« Dieu est lumière et l’intérieur de son église
préfigure la Jérusalem céleste dont les murs, selon le texte de l’Apocalypse,
sont construits de pierres précieuses. Le vitrail établit l’espace entier dans
le scintillement de l’orfèvrerie liturgique. Il en fait l’écrin d’une gloire
annonciatrice des splendeurs surnaturelles, il transporte l’âme dans
l’émerveillement. » Ecrit
Georges Duby dans L’Europe
des cathédrales.
Au-delà du désir d’éclairer l’intérieur des églises, les
vitraux répondent avant tout à une logique symbolique. Dès l’Antiquité, la
lumière est associée au divin (Égypte et Grèce antiques). Les réflexions de Platon
sur ce sujet sont reprises notamment par Saint Augustin, qui adapte au
christianisme ces pensées païennes. Dans un même esprit, l’abbé Suger insiste
sur le rôle des vitres colorées. Pour tous ces théologiens, la lumière est une
manifestation physique de Dieu sur terre, et les couleurs renforcent son
caractère sacré. De plus, lorsque le fidèle entre dans l’église, il a
l’impression de se trouver dans la Jérusalem céleste, que la Bible dit bâtie
avec des pierres précieuses, lesquelles sont imitées par le verre coloré. Les
vitraux contribuent ainsi à rappeler au fidèle la présence de Dieu dans
l’église et à élever son âme vers le monde céleste et spirituel.
De surcroît, il convient de ne pas regarder le vitrail
avec un œil contemporain, mais bien avec celui de l’homme du Moyen Age, qui
voyait dans le vitrage un produit de luxe réservé aux rois ou aux nobles richissimes. Quel type
d’ouverture caractérisait donc
les édifices civils
avant les cathédrales gothiques ?

-.-.-

• _TÂCHE A_
Dans les lignes de données ci-dessous, recopiez sans rien changer le passage qui débute par la ligne contenant « Each <instance> block holds » et finit par celle contenant « box: [53, 65, 96, 93] », ces deux lignes incluses.
Les lignes de données qui viennent ensuite sont sans rapport avec l'extrait sur les vitraux.

• _DONNÉES D'ENTRÉE_
-.-.-

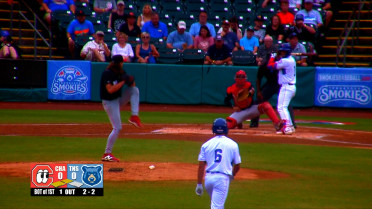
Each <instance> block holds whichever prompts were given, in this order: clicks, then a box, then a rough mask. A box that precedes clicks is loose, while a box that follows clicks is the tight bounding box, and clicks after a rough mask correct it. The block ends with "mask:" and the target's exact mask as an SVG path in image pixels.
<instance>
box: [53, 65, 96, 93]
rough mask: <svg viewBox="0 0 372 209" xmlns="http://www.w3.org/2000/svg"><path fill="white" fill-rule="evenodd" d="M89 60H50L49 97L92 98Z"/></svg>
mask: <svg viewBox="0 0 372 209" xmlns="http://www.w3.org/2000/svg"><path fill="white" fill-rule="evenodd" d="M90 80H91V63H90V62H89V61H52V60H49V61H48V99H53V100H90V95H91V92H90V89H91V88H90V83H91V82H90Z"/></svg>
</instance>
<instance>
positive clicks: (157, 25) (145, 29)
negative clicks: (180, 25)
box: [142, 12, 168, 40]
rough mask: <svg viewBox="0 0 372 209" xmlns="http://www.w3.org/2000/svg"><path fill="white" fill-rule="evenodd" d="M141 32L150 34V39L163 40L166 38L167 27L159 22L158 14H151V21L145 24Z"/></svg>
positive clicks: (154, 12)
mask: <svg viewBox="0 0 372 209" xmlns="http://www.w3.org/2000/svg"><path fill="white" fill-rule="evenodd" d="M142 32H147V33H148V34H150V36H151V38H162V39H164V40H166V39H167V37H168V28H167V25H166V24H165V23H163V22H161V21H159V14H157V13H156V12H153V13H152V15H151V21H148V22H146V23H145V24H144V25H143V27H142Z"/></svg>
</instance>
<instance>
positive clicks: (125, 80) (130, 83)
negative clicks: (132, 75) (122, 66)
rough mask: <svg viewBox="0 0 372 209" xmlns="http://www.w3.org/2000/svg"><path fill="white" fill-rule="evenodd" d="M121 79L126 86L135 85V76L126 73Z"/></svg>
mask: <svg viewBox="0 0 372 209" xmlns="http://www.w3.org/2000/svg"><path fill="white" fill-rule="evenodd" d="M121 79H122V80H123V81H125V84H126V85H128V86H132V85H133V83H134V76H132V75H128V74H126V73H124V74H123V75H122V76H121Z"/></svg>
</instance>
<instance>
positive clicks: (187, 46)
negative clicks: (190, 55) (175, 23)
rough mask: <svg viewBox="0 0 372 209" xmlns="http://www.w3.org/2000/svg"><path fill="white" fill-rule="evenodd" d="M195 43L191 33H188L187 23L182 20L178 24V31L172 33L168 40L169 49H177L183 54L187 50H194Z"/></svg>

-.-.-

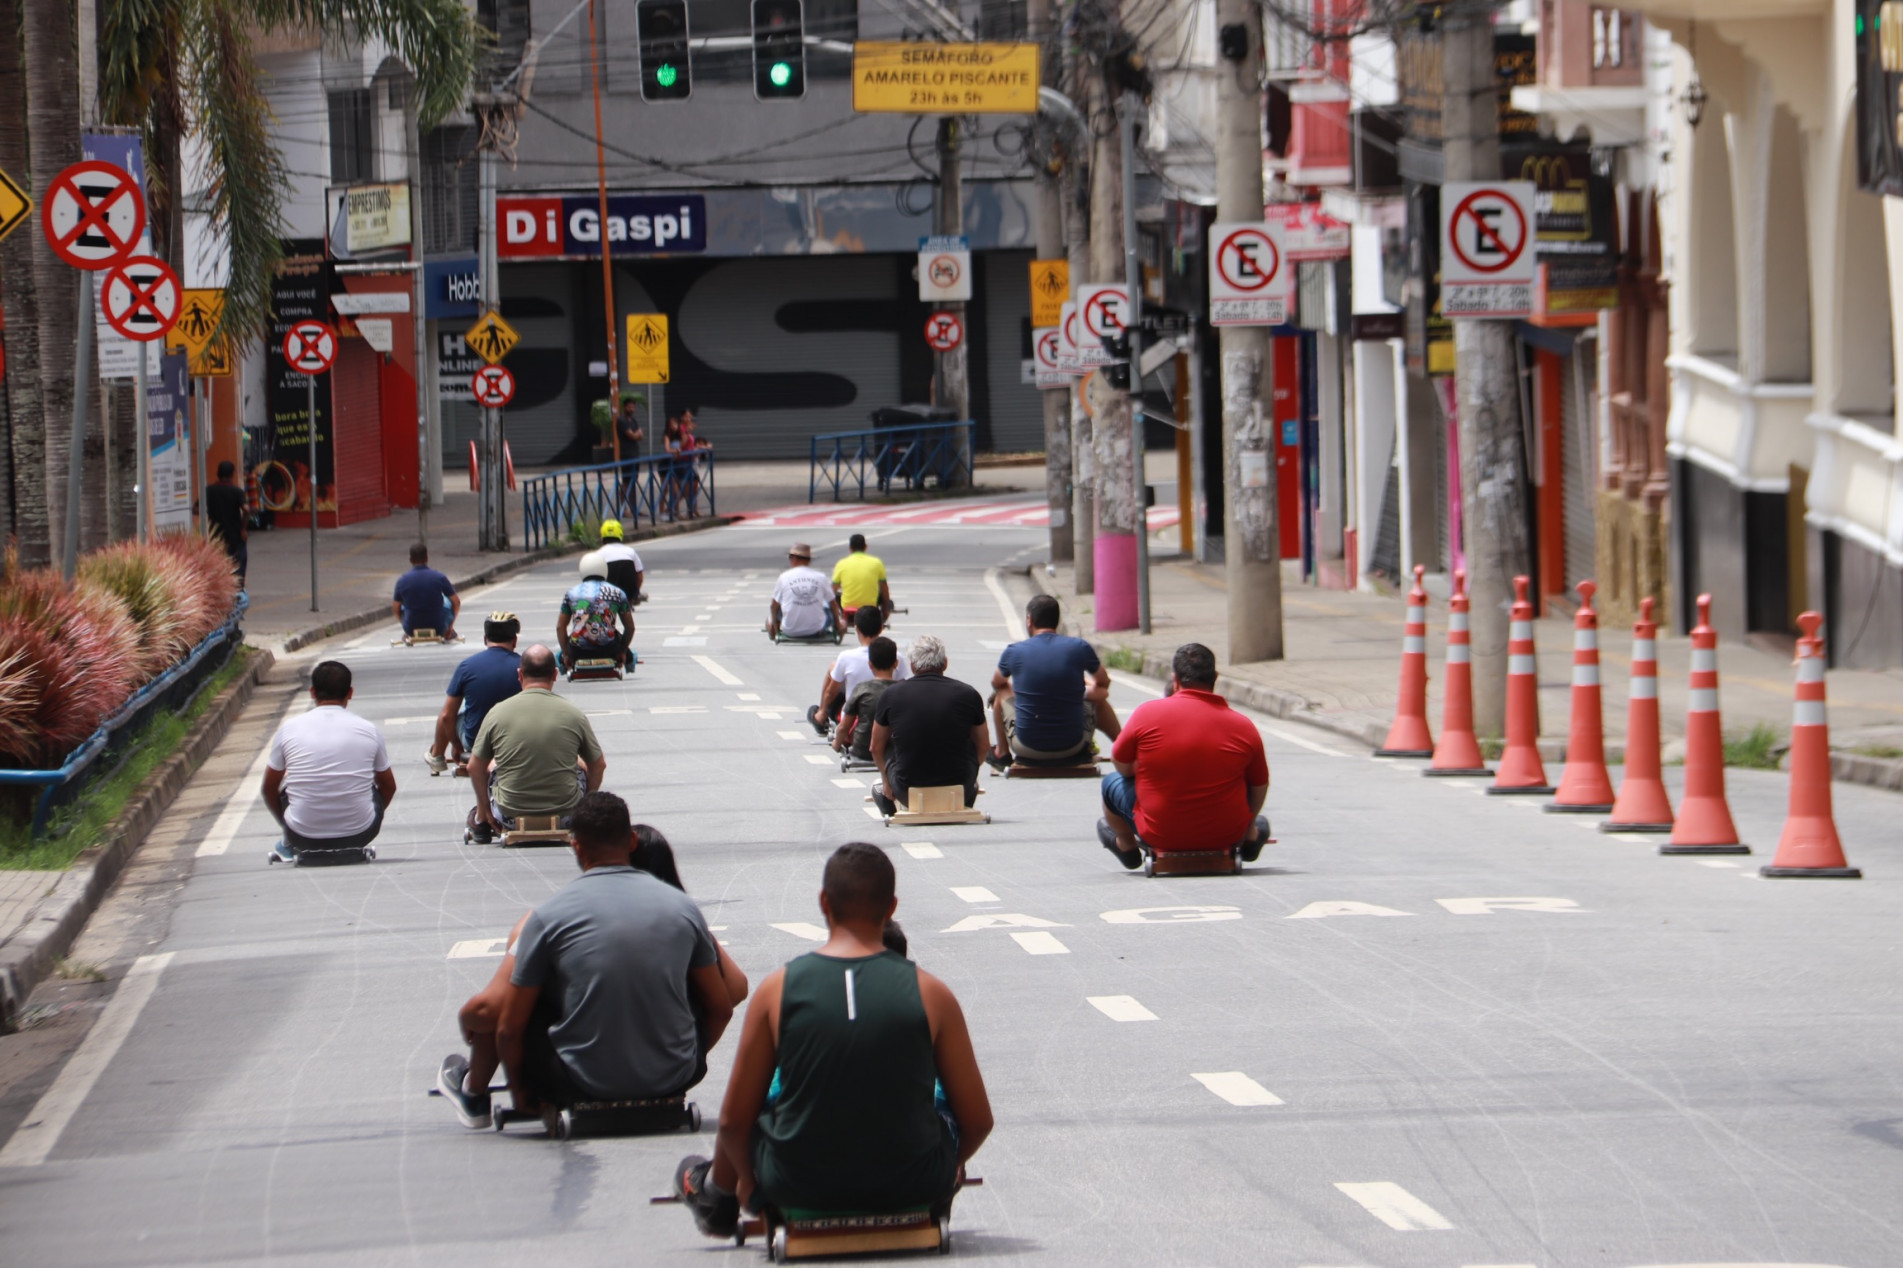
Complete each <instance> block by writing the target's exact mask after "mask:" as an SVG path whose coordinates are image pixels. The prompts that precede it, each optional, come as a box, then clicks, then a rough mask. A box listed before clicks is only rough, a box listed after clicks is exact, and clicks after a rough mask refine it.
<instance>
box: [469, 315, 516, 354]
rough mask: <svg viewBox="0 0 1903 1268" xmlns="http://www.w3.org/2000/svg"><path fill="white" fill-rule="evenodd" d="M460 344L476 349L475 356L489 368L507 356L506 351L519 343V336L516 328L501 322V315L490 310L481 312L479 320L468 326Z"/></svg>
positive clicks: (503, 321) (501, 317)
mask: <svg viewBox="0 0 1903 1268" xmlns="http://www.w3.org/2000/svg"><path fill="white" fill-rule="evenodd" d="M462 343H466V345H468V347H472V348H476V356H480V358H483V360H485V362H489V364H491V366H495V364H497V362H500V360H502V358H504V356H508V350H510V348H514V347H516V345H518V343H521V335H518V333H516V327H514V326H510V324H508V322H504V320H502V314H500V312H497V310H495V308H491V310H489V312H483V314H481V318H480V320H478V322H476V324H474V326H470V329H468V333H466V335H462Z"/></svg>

-.-.-

• _TÂCHE B_
Prolongez le texte sur les vitraux au-delà de sa dernière phrase.

• _RÉPONSE A_
Each <instance> block holds whichever prompts were given, in this order: clicks, then a box, then a rough mask. A box that precedes clicks is loose, while a box that follows clicks is the tight bounding box, and clicks after a rough mask correct it. The block ends with "mask:" and the target's exact mask as an SVG path in image pixels.
<instance>
box: [53, 65, 96, 93]

• _RÉPONSE B_
Avant cette période,
pour le château qui privilégie
exclusivement sa fonction défensive, l’éclairage des pièces à vivre constitue
un réel danger. Abritée derrière les remparts de la ville, la maison
patricienne ne connaît pas le même dilemme, et les percements y seront plus
généreux et plus intéressants. Étant donné que, dans la maison simple du type «
masure », il n’existe que de sommaires ouvertures,
totalement privées de
vitrage, la question ne se posait même pas, tant le coût en était
prohibitif. Durant les temps d’hiver, les fenêtres des demeures reçoivent donc,
en protection relativement translucide, des écrans opaques qui occupent soit
leur partie inférieure, soit la totalité de l’ouverture. Les livres des comptes
des frères Bonis, marchands de la ville de Montauban, nous confirment, qu’au
XIVème siècle, les « étamines » restent le moyen le moins onéreux et le plus
répandu de se protéger du froid. Étamines ou toiles cirées pour fenêtres sont
vendues par les merciers.
La conquête des verrières se résume quasi exclusivement
au contexte religieux. Il faut se garder de considérer qu’à partir de
l’époque carolingienne, période présumée
de la création
des premiers vitraux,
les églises se
dotent uniformément et entièrement de parois vitrées. Avant le milieu du
XIIème siècle, dans le nord comme dans
le sud du royaume, les vitraux
religieux s’avèrent extrêmement rares
et n’ont dû
représenter que quelques
exemples d’exception. Vers 1140, le chantier de Saint-Denis, aux portes
de Paris, consacre leur usage dans les édifices de culte mais, dans le reste du
royaume, seul de rares édifices ont jusqu’alors livré des vestiges de vitrerie.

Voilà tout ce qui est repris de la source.